▶ [Data entries]:
········
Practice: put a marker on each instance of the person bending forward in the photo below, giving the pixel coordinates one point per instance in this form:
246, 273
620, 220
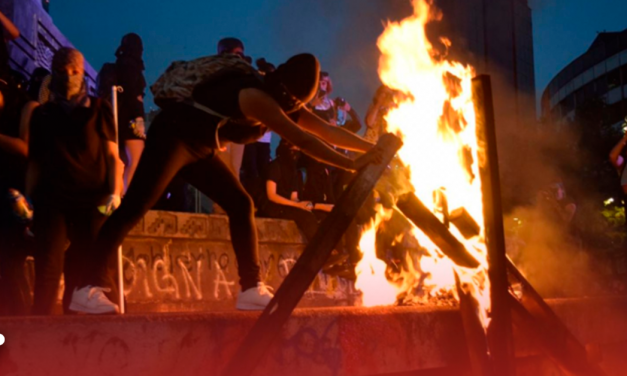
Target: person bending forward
183, 140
········
▶ [Required task]: Reproduce the listing above line for line, leaving out any pictures.

▶ [Correct output]:
Practice: put a marker on each instance of the person bending forward in the photo below, giving the pixel coordinates one point per instance in this form:
246, 273
620, 220
Target: person bending forward
183, 140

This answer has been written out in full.